BEGIN
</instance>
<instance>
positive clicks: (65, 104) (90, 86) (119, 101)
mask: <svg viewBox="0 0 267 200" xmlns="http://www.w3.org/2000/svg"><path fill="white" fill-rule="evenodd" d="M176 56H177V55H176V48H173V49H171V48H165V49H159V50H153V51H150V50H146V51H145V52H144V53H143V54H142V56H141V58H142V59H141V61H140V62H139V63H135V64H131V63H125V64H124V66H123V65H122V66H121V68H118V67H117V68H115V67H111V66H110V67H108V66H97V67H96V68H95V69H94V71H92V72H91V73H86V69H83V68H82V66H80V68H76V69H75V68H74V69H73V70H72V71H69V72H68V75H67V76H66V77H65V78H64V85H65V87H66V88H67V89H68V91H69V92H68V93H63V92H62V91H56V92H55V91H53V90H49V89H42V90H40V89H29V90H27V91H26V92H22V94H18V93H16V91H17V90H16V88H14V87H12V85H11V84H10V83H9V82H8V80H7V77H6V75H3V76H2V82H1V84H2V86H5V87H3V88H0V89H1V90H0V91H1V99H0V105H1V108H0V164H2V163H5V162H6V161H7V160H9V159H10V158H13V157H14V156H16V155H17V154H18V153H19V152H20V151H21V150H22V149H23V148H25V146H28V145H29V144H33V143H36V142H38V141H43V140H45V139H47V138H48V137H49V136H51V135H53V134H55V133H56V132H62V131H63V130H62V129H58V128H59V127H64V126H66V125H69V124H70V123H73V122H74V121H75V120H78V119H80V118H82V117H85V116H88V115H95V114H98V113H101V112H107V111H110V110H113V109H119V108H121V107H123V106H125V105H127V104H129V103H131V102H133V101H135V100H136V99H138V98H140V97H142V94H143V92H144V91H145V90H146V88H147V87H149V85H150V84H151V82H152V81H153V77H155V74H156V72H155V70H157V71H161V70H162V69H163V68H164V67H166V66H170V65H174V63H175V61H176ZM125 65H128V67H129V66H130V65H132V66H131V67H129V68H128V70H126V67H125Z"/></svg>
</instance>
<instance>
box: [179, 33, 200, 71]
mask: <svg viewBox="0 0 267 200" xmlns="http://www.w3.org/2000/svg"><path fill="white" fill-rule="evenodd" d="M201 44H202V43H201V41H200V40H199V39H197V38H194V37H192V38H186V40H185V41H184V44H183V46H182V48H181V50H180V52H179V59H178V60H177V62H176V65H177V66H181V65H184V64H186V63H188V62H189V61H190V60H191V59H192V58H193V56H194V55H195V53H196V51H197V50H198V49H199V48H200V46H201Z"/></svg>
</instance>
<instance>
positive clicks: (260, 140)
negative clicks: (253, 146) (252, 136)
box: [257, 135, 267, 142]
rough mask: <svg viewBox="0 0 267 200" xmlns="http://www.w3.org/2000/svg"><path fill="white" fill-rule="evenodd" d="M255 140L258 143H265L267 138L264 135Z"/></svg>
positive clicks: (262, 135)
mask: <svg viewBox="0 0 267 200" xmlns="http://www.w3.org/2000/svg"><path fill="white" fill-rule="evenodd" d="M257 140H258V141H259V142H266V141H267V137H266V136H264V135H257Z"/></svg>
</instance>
END
## [WHAT NEEDS TO BE DONE]
Return the records above in their entirety, exactly as they appear.

## [TASK ANSWER]
</instance>
<instance>
positive clicks: (65, 104) (90, 86) (119, 101)
mask: <svg viewBox="0 0 267 200" xmlns="http://www.w3.org/2000/svg"><path fill="white" fill-rule="evenodd" d="M176 56H177V55H176V48H173V49H171V48H165V49H159V50H153V51H150V50H146V51H145V52H144V53H143V54H142V56H141V58H142V59H141V61H140V62H139V63H135V64H131V63H125V64H124V66H123V65H122V66H121V68H118V67H117V68H115V67H111V66H110V67H108V66H97V67H96V68H95V69H94V71H92V72H91V73H86V69H83V68H82V66H80V68H76V69H75V68H74V69H73V70H72V71H69V72H68V75H67V76H66V77H65V78H64V85H65V87H66V88H67V89H68V91H69V92H68V93H63V92H62V91H56V92H55V91H53V90H49V89H42V90H40V89H29V90H27V91H26V92H22V94H18V93H16V91H17V90H16V88H14V87H12V85H11V84H10V83H9V82H8V80H7V77H6V75H3V76H2V82H1V84H2V86H5V87H3V88H0V89H1V90H0V91H1V99H0V105H1V108H0V164H2V163H5V162H6V161H7V160H9V159H10V158H13V157H14V156H16V155H17V154H18V153H19V152H20V151H21V150H22V149H23V148H25V146H28V145H29V144H33V143H36V142H38V141H43V140H45V139H47V138H48V137H49V136H51V135H53V134H55V133H56V132H62V131H63V130H62V129H58V128H59V127H64V126H66V125H69V124H70V123H73V122H74V121H75V120H78V119H80V118H82V117H85V116H88V115H95V114H98V113H101V112H107V111H110V110H113V109H119V108H121V107H123V106H125V105H127V104H129V103H131V102H133V101H135V100H136V99H138V98H140V97H142V94H143V92H144V91H145V90H146V88H147V87H149V85H150V84H151V82H152V81H153V77H155V74H156V72H155V70H157V71H161V70H162V69H163V68H164V67H166V66H170V65H174V63H175V61H176ZM125 65H128V67H129V66H130V65H132V66H131V67H129V68H128V70H126V67H125Z"/></svg>
</instance>
<instance>
box: [179, 33, 200, 71]
mask: <svg viewBox="0 0 267 200" xmlns="http://www.w3.org/2000/svg"><path fill="white" fill-rule="evenodd" d="M201 44H202V43H201V41H200V40H199V39H197V38H194V37H192V38H186V40H185V41H184V44H183V46H182V48H181V50H180V52H179V59H178V60H177V62H176V65H177V66H181V65H184V64H186V63H188V62H189V61H190V60H191V59H192V58H193V56H194V55H195V53H196V51H197V50H198V49H199V48H200V46H201Z"/></svg>
</instance>
<instance>
positive clicks: (260, 140)
negative clicks: (253, 146) (252, 136)
box: [257, 135, 267, 142]
rough mask: <svg viewBox="0 0 267 200" xmlns="http://www.w3.org/2000/svg"><path fill="white" fill-rule="evenodd" d="M255 140L258 143H265L267 138L264 135Z"/></svg>
positive clicks: (262, 135)
mask: <svg viewBox="0 0 267 200" xmlns="http://www.w3.org/2000/svg"><path fill="white" fill-rule="evenodd" d="M257 140H258V141H259V142H266V141H267V137H266V136H264V135H257Z"/></svg>
</instance>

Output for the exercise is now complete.